Stored records
━━━━━━
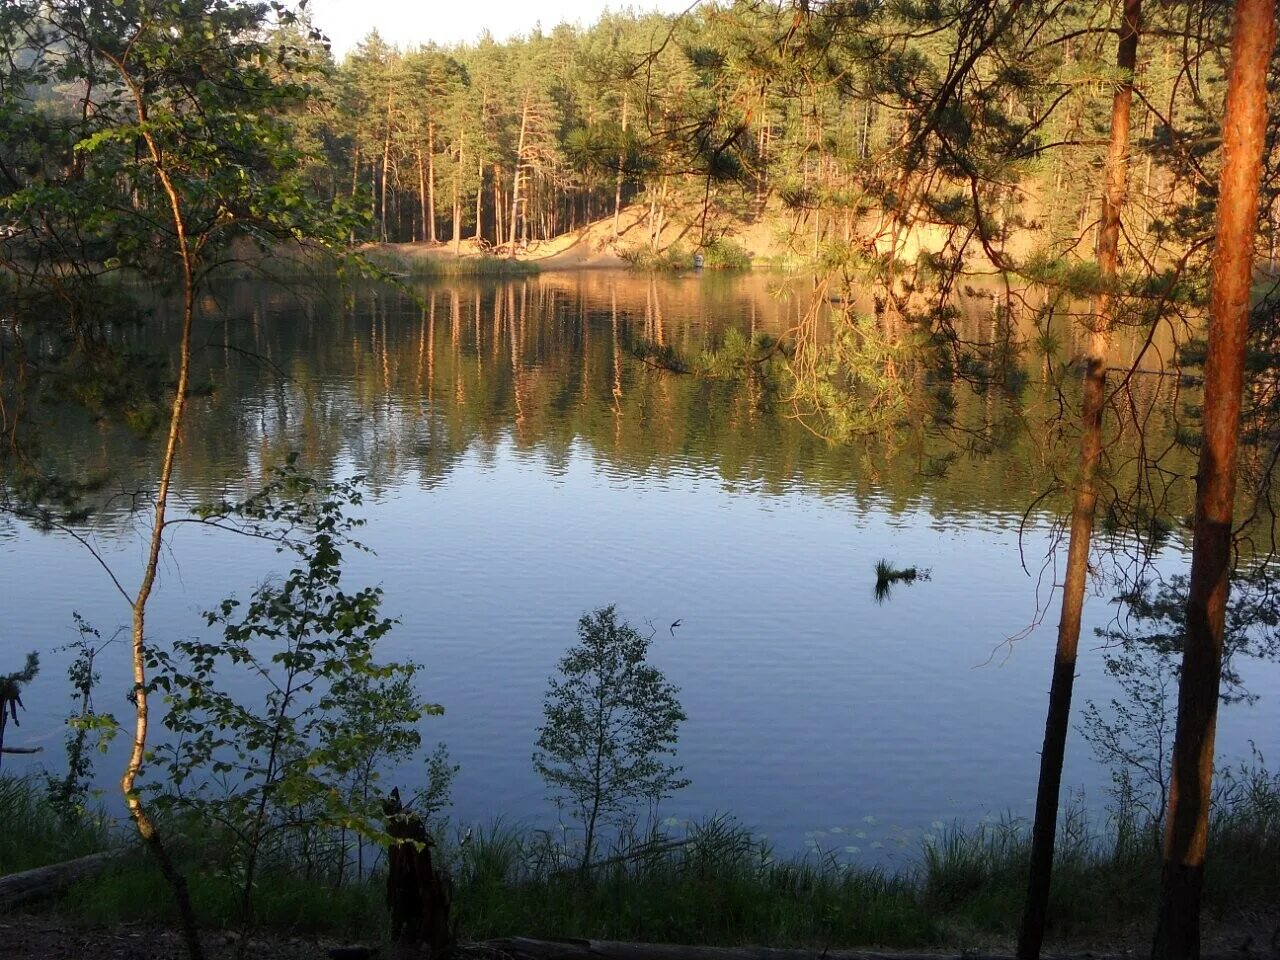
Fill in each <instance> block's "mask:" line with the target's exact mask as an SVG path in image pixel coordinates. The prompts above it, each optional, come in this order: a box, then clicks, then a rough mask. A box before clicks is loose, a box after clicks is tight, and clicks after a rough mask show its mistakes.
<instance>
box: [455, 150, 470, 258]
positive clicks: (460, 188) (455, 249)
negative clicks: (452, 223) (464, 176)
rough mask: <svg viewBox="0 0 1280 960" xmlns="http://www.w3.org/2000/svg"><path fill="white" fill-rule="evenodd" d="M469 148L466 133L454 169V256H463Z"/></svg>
mask: <svg viewBox="0 0 1280 960" xmlns="http://www.w3.org/2000/svg"><path fill="white" fill-rule="evenodd" d="M466 147H467V134H466V132H463V133H461V134H460V136H458V163H457V164H456V165H454V168H453V256H461V255H462V163H463V160H465V154H466Z"/></svg>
━━━━━━
> [ACTION ITEM]: What you write should match the entries exactly, except that the pictures are dropped.

> [WORKED SOLUTION]:
Fill in each <instance> block's "mask:" line with the target's exact mask as an SVG path in image pixel coordinates. The prompts above it, each optional, come in this order: a box, then clicks, then a rough mask. A box before clicks is loose, a box after clicks is tight, and clicks after a rough mask show its mistakes.
<instance>
box: [455, 150, 470, 258]
positive clicks: (460, 188) (455, 249)
negative clicks: (452, 223) (464, 176)
rough mask: <svg viewBox="0 0 1280 960" xmlns="http://www.w3.org/2000/svg"><path fill="white" fill-rule="evenodd" d="M469 148L466 133L454 169V256H463Z"/></svg>
mask: <svg viewBox="0 0 1280 960" xmlns="http://www.w3.org/2000/svg"><path fill="white" fill-rule="evenodd" d="M466 147H467V134H466V132H463V133H461V134H460V136H458V163H457V164H456V165H454V168H453V256H461V255H462V163H463V160H465V154H466Z"/></svg>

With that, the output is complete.